Find every line below that contains the string "petal", matching case exactly, and copy each of those lines in full.

* Records provided

========

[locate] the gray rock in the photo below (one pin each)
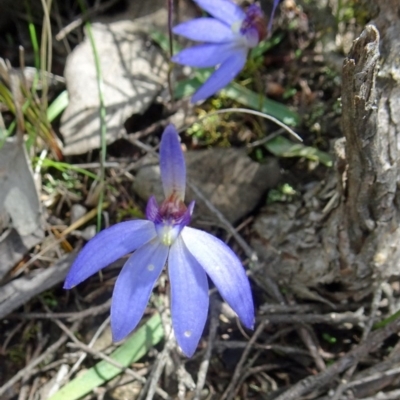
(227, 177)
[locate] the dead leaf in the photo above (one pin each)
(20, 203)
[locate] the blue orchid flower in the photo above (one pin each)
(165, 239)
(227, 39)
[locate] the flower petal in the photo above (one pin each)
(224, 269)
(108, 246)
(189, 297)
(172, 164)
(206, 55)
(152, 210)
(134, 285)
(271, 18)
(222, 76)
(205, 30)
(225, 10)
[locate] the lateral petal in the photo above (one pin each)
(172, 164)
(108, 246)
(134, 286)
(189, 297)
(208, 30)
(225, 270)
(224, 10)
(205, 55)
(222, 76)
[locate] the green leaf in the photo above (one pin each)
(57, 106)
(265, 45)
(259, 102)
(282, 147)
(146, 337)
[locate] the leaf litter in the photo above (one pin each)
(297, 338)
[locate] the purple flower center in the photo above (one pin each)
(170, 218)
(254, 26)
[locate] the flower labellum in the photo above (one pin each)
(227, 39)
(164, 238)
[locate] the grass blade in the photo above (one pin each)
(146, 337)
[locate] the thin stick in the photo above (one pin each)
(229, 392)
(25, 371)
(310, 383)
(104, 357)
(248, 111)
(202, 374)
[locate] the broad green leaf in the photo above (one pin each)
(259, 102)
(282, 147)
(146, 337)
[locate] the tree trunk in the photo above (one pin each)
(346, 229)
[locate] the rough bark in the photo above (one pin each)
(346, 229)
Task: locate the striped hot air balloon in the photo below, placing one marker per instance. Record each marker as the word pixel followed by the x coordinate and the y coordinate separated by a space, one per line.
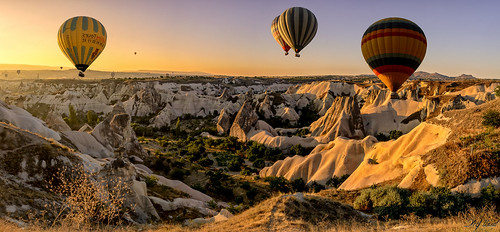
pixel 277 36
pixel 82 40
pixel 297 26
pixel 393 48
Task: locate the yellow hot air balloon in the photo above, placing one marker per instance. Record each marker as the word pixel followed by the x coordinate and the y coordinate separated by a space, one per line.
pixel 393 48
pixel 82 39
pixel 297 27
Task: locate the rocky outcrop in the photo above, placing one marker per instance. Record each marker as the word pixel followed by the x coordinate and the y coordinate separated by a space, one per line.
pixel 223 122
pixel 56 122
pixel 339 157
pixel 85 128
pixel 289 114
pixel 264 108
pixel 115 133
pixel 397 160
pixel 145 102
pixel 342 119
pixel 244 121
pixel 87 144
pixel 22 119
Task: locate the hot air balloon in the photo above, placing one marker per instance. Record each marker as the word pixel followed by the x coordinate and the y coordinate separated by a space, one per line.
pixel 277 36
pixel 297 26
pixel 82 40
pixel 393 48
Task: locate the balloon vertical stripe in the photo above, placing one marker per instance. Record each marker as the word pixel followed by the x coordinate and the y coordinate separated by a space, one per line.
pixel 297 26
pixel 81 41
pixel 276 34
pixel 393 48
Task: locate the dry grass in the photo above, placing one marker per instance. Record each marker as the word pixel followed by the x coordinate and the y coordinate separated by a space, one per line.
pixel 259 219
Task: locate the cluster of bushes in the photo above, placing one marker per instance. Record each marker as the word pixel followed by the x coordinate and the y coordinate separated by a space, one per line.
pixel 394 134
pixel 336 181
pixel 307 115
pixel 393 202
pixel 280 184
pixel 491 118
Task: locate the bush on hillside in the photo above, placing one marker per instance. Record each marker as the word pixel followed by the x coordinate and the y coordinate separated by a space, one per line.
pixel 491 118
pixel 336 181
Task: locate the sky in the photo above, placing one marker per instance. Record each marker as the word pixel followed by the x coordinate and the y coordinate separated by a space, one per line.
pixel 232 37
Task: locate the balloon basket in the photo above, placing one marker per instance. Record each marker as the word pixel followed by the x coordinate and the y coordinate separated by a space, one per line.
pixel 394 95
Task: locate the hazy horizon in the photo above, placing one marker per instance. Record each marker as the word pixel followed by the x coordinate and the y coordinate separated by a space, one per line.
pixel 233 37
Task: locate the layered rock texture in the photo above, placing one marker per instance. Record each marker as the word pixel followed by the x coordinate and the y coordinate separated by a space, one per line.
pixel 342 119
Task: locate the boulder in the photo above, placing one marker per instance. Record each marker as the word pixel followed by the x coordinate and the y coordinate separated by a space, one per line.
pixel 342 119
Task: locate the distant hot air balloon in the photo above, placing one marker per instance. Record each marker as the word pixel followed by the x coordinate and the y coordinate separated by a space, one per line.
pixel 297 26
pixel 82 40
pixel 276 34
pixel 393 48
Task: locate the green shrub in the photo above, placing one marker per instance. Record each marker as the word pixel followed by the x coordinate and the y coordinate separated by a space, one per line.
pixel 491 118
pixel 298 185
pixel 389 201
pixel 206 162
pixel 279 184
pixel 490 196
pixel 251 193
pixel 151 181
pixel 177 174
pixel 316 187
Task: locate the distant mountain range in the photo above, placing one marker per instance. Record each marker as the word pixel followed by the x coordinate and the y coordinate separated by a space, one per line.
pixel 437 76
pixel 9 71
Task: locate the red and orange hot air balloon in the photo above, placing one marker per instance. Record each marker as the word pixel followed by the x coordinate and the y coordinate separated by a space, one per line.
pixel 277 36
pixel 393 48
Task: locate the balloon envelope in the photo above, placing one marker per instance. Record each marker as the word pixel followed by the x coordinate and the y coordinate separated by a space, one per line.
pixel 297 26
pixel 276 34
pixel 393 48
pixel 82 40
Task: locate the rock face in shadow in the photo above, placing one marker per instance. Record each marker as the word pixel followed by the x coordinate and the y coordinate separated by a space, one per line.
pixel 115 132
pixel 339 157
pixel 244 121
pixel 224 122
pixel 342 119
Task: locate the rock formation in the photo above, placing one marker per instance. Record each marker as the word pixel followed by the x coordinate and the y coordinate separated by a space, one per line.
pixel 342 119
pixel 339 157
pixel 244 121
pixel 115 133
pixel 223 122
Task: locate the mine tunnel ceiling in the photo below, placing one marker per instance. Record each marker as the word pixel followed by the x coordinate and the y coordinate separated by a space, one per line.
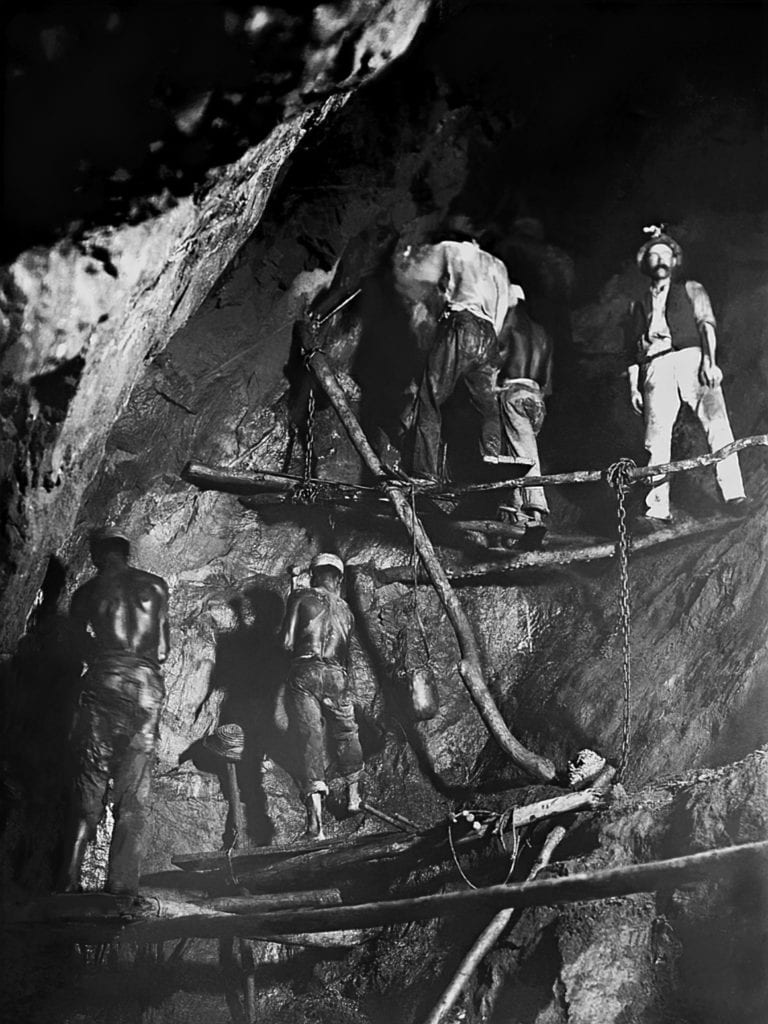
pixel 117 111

========

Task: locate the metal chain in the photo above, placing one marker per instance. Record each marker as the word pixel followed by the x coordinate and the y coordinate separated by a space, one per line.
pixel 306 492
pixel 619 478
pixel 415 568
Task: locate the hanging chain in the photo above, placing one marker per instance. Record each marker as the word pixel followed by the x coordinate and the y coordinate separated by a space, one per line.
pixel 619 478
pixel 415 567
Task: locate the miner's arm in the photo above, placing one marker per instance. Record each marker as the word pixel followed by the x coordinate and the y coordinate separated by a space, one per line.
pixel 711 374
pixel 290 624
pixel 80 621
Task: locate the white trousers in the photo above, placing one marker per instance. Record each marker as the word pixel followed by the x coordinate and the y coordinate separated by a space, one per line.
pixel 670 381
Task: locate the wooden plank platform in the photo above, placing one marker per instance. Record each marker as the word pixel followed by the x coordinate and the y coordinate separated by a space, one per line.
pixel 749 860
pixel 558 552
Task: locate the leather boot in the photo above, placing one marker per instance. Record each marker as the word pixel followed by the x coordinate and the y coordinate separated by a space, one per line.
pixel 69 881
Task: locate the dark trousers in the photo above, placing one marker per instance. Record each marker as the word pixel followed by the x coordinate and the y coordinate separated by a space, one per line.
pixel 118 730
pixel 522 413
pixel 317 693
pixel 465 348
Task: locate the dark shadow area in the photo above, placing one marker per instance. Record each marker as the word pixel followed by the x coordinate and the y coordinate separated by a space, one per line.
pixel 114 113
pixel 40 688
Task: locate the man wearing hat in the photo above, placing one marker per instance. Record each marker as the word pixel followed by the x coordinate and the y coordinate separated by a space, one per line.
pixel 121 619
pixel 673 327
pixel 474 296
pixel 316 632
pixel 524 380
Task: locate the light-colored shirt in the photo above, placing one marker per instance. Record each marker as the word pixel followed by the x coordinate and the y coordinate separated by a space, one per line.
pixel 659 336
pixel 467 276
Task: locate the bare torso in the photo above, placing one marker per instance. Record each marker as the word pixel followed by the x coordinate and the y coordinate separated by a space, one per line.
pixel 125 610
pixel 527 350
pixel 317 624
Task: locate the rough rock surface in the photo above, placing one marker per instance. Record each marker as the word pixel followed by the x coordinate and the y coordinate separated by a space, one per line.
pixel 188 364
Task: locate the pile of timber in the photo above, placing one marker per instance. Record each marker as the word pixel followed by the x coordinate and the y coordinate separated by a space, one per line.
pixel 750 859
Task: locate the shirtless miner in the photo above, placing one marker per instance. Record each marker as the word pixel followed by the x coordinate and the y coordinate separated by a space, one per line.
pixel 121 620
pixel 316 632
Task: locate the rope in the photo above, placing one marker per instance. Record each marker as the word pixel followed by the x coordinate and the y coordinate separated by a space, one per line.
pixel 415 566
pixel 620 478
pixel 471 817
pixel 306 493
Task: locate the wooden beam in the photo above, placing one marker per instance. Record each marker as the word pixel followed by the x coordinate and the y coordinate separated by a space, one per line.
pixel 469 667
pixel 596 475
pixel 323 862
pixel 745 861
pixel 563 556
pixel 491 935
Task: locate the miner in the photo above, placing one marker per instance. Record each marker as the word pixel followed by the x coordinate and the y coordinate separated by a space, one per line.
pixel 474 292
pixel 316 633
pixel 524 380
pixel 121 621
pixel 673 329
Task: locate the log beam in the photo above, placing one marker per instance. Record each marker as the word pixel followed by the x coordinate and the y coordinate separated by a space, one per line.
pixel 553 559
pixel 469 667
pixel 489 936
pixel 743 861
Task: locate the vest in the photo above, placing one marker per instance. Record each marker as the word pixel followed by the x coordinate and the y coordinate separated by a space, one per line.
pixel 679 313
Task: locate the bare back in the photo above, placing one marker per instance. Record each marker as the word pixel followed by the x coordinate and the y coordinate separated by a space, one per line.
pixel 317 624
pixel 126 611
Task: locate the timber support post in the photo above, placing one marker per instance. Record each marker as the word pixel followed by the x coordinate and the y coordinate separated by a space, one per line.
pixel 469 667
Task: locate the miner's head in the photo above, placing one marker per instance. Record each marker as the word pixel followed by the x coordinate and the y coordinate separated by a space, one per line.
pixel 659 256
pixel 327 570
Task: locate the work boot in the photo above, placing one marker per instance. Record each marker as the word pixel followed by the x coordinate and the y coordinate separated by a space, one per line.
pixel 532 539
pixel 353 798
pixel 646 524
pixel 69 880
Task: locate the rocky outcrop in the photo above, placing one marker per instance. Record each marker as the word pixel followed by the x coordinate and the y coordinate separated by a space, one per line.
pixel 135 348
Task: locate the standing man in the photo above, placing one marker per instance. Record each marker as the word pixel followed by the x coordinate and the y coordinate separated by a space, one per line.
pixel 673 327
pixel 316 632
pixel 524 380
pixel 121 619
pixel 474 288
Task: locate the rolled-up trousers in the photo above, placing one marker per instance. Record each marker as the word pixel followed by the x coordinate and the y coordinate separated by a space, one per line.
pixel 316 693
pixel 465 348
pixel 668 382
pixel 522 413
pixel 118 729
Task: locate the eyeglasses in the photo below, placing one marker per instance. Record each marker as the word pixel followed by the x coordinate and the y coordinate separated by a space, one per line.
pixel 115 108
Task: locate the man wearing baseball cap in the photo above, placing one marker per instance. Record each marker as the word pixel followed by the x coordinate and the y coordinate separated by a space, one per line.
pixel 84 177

========

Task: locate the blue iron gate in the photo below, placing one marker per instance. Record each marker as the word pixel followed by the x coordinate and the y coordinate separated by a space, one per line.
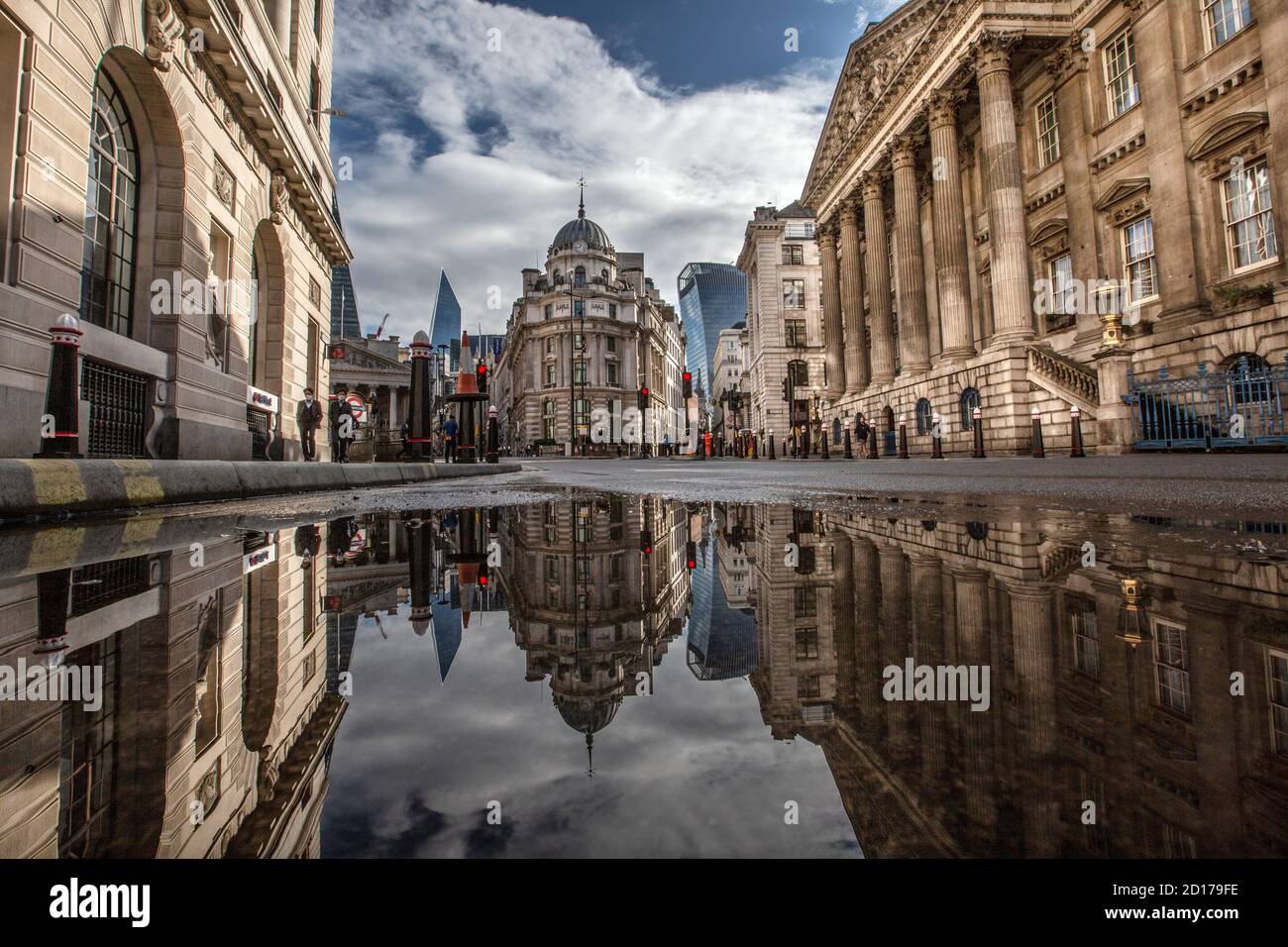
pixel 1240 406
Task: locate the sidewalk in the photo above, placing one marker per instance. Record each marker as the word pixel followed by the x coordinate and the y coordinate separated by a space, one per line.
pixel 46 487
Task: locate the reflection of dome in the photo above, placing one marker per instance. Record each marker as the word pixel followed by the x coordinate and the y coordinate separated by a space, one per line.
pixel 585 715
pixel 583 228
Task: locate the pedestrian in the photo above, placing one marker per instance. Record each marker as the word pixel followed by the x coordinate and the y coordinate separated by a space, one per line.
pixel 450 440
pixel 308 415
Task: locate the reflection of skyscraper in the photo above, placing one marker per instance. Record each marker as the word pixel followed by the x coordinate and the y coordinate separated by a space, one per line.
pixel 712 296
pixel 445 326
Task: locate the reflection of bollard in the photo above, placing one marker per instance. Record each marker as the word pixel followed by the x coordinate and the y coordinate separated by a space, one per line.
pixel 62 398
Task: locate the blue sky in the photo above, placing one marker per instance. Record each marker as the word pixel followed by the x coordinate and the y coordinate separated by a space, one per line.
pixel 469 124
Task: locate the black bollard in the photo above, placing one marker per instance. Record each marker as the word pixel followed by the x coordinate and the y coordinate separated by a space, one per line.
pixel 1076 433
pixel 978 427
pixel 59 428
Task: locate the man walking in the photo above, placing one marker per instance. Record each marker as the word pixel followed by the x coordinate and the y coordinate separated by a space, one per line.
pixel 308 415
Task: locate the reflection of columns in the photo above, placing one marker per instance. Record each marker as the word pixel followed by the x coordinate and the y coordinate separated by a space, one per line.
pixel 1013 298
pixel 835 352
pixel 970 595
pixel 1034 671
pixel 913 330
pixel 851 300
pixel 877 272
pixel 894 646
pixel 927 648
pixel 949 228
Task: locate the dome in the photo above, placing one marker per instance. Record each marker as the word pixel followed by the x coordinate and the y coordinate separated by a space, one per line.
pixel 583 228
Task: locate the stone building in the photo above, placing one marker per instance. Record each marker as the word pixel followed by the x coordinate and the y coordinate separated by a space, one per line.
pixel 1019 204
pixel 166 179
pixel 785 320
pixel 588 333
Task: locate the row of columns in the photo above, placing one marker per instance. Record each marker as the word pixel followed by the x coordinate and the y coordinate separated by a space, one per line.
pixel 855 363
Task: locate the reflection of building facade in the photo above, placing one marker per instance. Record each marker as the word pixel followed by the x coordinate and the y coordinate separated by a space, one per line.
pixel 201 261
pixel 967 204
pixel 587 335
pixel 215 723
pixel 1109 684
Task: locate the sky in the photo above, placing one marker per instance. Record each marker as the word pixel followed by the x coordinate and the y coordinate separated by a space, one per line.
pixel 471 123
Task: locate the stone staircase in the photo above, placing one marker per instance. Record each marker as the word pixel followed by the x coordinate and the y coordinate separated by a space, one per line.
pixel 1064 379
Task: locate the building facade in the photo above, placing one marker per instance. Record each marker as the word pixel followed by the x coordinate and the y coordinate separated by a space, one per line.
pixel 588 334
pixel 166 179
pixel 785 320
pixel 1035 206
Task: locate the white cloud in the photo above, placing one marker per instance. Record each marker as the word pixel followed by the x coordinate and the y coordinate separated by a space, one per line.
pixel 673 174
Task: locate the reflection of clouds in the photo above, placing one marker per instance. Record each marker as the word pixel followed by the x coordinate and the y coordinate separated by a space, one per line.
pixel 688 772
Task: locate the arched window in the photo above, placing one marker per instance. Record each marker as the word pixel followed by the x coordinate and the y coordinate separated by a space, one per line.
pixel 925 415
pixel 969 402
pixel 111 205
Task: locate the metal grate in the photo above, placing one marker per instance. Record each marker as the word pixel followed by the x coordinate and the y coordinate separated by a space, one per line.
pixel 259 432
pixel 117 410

========

* Completed task
[locate] the flower petal in the photo above (one pin each)
[locate] the lateral petal in the photo above (one pin each)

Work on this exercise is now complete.